Document segment =
-----

The European Financial Reporting Advisory Group (EFRAG) approved the final version of the European Sustainability Reporting Standards (ESRS). The ESRS set the rules and requirements for companies to report on sustainability-related impacts, opportunities, and risks under the EU's upcoming Corporate Sustainable Reporting Directive (CSRD).

Following the acceptance of the CSRD by the European Parliament last week and the anticipated adoption by the EU Council later this month, the approval represents an important step in establishing a new sustainability reporting system in Europe. Companies subject to the guidelines would be required to report on their strategies and business models, governance and organisation, materiality evaluations of sustainability impacts, opportunities, and risks, as well as policies, targets, action plans, and performance.

The CSRD is intended as a substantial update to the 2014 Non-Financial Reporting Directive (NFRD), the existing EU sustainability reporting system. The CSRD is expected to be implemented beginning in 2024, commencing with large corporations. The new laws would dramatically increase the number of enterprises obliged to give sustainability disclosures from the present 12,000 to over 50,000, and establish more detailed reporting requirements on environmental consequences, human rights and social standards, and sustainability-related risk.

-----

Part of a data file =
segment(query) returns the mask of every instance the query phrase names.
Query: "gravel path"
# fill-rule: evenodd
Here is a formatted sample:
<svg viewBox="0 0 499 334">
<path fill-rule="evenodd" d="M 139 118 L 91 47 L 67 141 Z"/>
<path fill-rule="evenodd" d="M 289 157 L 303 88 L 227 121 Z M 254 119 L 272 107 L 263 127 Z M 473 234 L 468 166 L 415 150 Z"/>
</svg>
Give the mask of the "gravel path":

-----

Goal = Repeat the text on the ESRS approval word for word, in full.

Result of the exercise =
The European Financial Reporting Advisory Group (EFRAG) approved the final version of the European Sustainability Reporting Standards (ESRS). The ESRS set the rules and requirements for companies to report on sustainability-related impacts, opportunities, and risks under the EU's upcoming Corporate Sustainable Reporting Directive (CSRD).

Following the acceptance of the CSRD by the European Parliament last week and the anticipated adoption by the EU Council later this month, the approval represents an important step in establishing a new sustainability reporting system in Europe. Companies subject to the guidelines would be required to report on their strategies and business models, governance and organisation, materiality evaluations of sustainability impacts, opportunities, and risks, as well as policies, targets, action plans, and performance.

The CSRD is intended as a substantial update to the 2014 Non-Financial Reporting Directive (NFRD), the existing EU sustainability reporting system. The CSRD is expected to be implemented beginning in 2024, commencing with large corporations. The new laws would dramatically increase the number of enterprises obliged to give sustainability disclosures from the present 12,000 to over 50,000, and establish more detailed reporting requirements on environmental consequences, human rights and social standards, and sustainability-related risk.